SOURCE PASSAGE:
Do you use a garbage collector?

G

gpderetta

Well, now you see, this is nearly the same problem as with your Java
flags...

Exactly my point :).

And btw, you can make N up to the max virtual memory size on your
machine. No need to fine tune for the exact N of your program.
Also, no memory wasted, any modern (read: written in the last 30
years) will fault in memory on demand, so you waste 0 bytes (modulo
the page granularity).

Razii, did you try my version with __attribute__((pure)) (http://
pastebin.com/m76543e97)?
A good compiler with powerful intraprocedural optimizations could
figure out the attribute by itself, for real life compilers we have to
help them a bit.

If tried the same program in haskel, you would also get Time:0, for
whaterver n you could immagine (even some order of magnitude more than
your phisical memory). That's to prove that testing how fast you can
make a program that does nothing makes absolutely no sense.

My purpose (other than having fun) is not to show that C++ is faster
than java or viceversa, but simply that benchmarking is hard. This
benchmark is simply useless and is not benchmarking at all how costly
is dynamic allocation, but simply how good is a specific compiler at
interprocedural optimizations.
 
G

gpderetta

Well, IMVHO, I would expect a dynamic memory test to at least free some
memory here and there...

In a dynamic memory test yes, maybe. But this test is not it. This
test is just showing how fast is a language at doing nothing.
A real test would do something that must be computed at runtime (for
example by reading an input file containing the specific create/delete
operations).
You can't really free any memory when you define it
as:

static char buf[5000000];

Some might say that this could possibly be a form of "cheating" within the
narrow scope of a benchmark that deals with "dynamic" memory.

As James Kanze said, never trust a benchmark you didn't rig
yourself :).
I'll have to try this benchmark with LLVM to see if it can figure out
that it does nothing even without __attribute__((pure)).
Who knows. ;^)


There is the __attribute__ ((malloc))

Unfortunately this simply tells gcc that the result doesn't alias with
any other pointer.
GCC is, by desing, incapable of removing call to mallocs. The
mantainers believe, as you can legally replace the standard malloc,
that every malloc invocation is a visible side effect and cannot be
safely removed. If gcc could do link time optimiations, it could of
course detect if the standard malloc was being overridden.
... Anyway, I do agree that C++ does
not have that many opportunities to optimize calls into malloc.

Actually it is just that current implementations refrain from doing
that. The standard certainly allows those optimizations, if they
cannot be detected (as-if rule).
You can certainly implement a dynamic region allocator. However, IMVHO, I
would classify your benchmark code as a static region allocator.

Dataset records on object locations
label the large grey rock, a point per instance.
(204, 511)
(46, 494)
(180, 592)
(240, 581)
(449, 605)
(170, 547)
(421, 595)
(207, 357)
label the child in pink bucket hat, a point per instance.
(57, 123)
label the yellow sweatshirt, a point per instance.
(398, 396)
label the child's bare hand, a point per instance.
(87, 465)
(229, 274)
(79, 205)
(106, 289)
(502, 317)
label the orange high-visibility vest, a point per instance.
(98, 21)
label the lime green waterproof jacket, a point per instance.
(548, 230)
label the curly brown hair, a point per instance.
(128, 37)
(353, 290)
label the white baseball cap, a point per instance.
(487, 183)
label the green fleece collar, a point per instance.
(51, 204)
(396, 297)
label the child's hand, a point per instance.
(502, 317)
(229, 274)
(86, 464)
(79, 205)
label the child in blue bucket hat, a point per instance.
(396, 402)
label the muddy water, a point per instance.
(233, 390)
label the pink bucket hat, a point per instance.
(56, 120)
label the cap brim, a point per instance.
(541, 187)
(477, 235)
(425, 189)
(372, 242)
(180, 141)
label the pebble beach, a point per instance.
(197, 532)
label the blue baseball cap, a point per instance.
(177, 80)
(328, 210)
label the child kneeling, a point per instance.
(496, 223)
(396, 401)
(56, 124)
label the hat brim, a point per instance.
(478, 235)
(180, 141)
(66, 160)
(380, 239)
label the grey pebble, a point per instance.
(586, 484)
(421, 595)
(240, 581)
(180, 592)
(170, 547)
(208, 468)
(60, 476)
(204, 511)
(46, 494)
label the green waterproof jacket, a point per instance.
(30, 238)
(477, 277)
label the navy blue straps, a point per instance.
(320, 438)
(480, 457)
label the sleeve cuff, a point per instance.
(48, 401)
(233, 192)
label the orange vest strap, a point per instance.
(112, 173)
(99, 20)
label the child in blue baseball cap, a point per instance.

TASK GOAL: In the forum thread, why do the GCC maintainers consider it unsafe to remove calls to malloc?

ANSWER TO THIS PROBLEM: Because the standard malloc can legally be replaced, they treat every malloc invocation as a visible side effect.